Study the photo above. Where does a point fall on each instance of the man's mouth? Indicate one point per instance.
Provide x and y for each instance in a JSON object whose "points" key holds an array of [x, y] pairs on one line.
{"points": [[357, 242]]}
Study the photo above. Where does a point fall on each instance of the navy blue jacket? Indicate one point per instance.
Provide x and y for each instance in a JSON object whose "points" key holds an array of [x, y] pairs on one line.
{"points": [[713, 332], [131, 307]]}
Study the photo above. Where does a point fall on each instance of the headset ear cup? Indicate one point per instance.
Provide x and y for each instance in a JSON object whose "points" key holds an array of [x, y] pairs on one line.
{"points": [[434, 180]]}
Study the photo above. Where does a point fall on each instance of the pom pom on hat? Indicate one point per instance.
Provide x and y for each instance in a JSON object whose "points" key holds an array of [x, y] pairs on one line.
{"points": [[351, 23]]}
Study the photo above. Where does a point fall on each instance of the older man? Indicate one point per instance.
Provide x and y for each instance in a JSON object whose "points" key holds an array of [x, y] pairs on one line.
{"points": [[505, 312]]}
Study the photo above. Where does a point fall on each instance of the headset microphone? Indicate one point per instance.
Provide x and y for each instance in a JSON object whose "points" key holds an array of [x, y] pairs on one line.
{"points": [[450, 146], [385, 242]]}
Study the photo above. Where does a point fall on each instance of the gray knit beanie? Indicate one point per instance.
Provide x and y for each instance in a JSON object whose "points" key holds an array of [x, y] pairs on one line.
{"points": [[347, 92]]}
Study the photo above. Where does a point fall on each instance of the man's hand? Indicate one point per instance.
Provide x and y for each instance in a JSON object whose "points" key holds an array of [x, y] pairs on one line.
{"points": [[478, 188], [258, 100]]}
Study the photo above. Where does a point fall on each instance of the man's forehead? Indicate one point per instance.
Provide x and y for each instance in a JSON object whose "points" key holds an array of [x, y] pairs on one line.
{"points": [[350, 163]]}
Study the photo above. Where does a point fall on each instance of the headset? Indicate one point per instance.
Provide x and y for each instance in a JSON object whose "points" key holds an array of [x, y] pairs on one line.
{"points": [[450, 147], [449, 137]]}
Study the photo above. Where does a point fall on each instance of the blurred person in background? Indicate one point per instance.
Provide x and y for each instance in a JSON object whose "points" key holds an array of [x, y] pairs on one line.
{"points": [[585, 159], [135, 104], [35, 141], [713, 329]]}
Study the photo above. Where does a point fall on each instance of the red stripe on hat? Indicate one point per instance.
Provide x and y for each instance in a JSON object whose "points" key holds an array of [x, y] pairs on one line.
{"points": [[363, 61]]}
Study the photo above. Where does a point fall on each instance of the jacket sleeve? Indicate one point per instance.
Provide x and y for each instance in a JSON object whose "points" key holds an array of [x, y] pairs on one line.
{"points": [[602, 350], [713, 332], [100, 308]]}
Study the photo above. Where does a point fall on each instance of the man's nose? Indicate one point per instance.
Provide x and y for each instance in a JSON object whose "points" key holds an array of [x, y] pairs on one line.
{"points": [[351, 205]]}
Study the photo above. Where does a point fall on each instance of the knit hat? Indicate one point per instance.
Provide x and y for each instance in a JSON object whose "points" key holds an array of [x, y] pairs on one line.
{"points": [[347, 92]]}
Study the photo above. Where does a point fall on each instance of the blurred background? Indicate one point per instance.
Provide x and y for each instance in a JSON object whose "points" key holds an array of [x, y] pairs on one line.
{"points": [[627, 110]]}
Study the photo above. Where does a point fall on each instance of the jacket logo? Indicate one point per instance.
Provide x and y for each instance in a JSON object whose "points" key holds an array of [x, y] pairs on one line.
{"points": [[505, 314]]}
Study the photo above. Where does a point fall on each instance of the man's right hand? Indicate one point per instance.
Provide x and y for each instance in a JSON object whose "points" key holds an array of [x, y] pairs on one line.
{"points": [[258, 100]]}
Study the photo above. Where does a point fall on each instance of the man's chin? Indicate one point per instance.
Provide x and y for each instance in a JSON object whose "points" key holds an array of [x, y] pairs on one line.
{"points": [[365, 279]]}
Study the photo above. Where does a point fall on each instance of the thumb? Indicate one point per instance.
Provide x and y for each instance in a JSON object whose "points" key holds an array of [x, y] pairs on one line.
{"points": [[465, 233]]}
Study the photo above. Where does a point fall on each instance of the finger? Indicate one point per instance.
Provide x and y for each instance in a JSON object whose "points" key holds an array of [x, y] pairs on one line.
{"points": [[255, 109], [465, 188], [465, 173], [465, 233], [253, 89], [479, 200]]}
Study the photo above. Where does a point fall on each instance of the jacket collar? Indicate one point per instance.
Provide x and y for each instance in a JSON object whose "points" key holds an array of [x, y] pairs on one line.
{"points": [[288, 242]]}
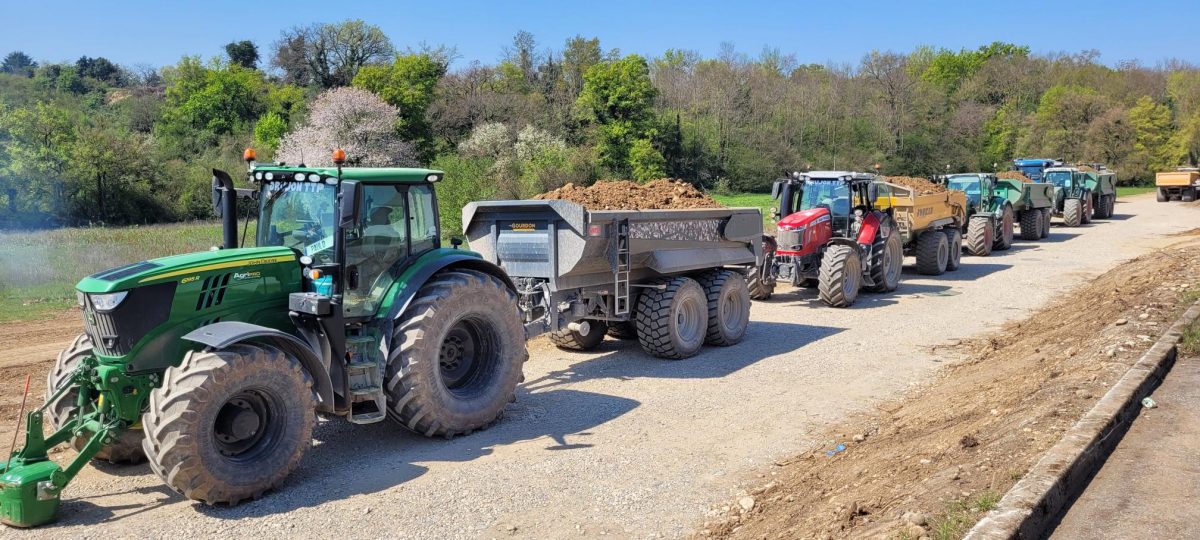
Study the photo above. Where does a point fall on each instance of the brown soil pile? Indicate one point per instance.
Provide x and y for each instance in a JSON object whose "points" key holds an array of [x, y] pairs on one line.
{"points": [[921, 185], [1014, 175], [931, 463], [623, 195]]}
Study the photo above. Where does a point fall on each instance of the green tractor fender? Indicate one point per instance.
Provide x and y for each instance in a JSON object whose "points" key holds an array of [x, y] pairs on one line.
{"points": [[225, 334], [426, 267]]}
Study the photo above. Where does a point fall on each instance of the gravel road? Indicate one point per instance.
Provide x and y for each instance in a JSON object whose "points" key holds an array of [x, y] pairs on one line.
{"points": [[617, 443]]}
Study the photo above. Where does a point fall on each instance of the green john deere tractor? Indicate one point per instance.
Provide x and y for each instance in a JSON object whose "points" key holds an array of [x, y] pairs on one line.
{"points": [[213, 365]]}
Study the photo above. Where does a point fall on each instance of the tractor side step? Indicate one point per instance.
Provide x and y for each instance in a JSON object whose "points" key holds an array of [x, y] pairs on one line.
{"points": [[369, 403]]}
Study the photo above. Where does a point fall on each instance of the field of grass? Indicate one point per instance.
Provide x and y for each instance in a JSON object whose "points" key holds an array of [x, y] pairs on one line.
{"points": [[39, 269]]}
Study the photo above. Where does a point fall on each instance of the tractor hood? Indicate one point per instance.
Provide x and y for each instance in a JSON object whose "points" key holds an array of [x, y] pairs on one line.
{"points": [[183, 268], [804, 217]]}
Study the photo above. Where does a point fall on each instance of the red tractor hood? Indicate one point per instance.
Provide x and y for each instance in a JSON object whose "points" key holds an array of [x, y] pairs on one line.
{"points": [[804, 217]]}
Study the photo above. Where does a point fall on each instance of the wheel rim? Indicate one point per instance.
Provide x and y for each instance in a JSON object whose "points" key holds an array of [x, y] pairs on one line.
{"points": [[249, 425], [466, 358], [690, 321]]}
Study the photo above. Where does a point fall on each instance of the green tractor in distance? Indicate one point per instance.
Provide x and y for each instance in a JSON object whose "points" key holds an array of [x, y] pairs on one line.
{"points": [[990, 216], [211, 365], [1073, 195]]}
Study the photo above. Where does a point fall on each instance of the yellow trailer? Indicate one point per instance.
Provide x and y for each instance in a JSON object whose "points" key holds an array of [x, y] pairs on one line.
{"points": [[930, 225], [1180, 185]]}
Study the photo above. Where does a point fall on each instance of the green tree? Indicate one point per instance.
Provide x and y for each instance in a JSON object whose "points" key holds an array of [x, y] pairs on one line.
{"points": [[204, 102], [243, 53], [1152, 135], [618, 99]]}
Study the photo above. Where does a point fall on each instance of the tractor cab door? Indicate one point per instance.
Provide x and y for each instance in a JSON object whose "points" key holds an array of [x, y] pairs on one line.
{"points": [[397, 222]]}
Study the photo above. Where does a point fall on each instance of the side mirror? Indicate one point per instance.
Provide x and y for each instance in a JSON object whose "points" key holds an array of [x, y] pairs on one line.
{"points": [[351, 204]]}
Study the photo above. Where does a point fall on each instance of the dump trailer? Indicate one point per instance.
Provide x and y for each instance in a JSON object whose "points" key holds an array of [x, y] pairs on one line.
{"points": [[1008, 202], [1072, 195], [1177, 185], [675, 280], [930, 225], [1101, 183]]}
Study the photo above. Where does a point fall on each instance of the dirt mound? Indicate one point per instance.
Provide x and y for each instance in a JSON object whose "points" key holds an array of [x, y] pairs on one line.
{"points": [[1014, 175], [933, 463], [921, 185], [623, 195]]}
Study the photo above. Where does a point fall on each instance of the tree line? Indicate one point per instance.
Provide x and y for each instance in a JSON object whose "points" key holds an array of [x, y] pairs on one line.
{"points": [[96, 143]]}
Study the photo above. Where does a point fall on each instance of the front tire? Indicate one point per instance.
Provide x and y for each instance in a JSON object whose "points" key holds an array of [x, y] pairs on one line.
{"points": [[571, 340], [227, 425], [672, 322], [729, 306], [981, 237], [127, 447], [1005, 240], [954, 238], [933, 253], [887, 261], [1072, 213], [456, 355], [1031, 225], [841, 276]]}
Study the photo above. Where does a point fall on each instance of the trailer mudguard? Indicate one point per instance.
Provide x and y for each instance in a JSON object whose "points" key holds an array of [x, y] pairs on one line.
◇ ◇ ◇ ◇ ◇
*PROBLEM DESCRIPTION*
Locate "mudguard? Indicate one point per instance." in the material, then quote the line that contains it and all lines after it through the final one.

*TASK OUTPUT*
Study the photo above. Where does a point fall on each instance of the trailer mudguard? Indicate one point per instance.
Provide x and y for each instance in a JSON object whose "points" key holds an array of [x, y] pairs on one line.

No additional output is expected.